** start of Exercise data **

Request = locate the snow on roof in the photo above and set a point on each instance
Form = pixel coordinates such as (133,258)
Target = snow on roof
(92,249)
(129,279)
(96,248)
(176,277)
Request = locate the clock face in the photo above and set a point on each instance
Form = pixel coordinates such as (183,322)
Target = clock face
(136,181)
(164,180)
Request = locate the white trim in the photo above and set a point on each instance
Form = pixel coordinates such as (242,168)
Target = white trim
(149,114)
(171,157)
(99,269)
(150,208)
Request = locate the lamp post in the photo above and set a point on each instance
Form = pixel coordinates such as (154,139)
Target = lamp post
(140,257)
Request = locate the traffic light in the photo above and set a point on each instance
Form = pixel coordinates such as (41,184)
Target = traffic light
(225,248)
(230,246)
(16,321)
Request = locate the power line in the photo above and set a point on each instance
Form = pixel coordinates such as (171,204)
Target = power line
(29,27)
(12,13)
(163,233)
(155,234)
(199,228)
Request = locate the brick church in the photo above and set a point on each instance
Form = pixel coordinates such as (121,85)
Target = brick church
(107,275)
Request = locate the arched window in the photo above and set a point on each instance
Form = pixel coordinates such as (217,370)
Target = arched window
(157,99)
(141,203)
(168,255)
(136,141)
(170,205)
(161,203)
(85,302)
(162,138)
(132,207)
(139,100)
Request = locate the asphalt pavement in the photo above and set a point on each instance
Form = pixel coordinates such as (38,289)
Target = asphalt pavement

** end of Exercise data **

[Given problem] Write out all the records above again, exactly as they stand.

[Output for this exercise]
Request = locate the snow on roof in the photo above and set a point on each instance
Form = pixel coordinates such as (133,258)
Target = snow on roof
(92,249)
(129,279)
(96,248)
(176,277)
Request = locate the clock face in the photo above and set a point on each instance
Form = pixel coordinates such as (183,322)
Target = clock face
(136,181)
(164,180)
Request = locate the white trim in the photo above and set a point on each instance
Form = pixel coordinates such as (242,168)
Target = white trim
(149,114)
(171,157)
(99,269)
(150,208)
Request = locate the lamp post in the photo above and set a point on each instance
Form = pixel coordinates such as (154,139)
Target = lamp post
(140,257)
Request = locate the traffic light in the photo above and set a point on each instance
Form = pixel coordinates such as (41,184)
Target = traffic light
(225,248)
(230,246)
(16,321)
Request = locate the power line in the photo above and set a point on each instance
Form = pixel coordinates such as (171,204)
Target = power line
(29,27)
(12,13)
(163,233)
(155,234)
(199,228)
Request = locate the brick church in the photo above and set a point on each instance
Form = pixel coordinates such as (121,85)
Target = brick church
(107,275)
Request = locate the arched window in the photo above and set a point on each instance
Form = pixel coordinates such as (217,370)
Target = arched window
(157,99)
(141,203)
(168,255)
(136,141)
(170,205)
(161,203)
(85,302)
(162,138)
(132,207)
(139,100)
Request = locate the asphalt pavement in the photo above and set a point on each instance
Form = pixel coordinates such as (38,289)
Target = asphalt pavement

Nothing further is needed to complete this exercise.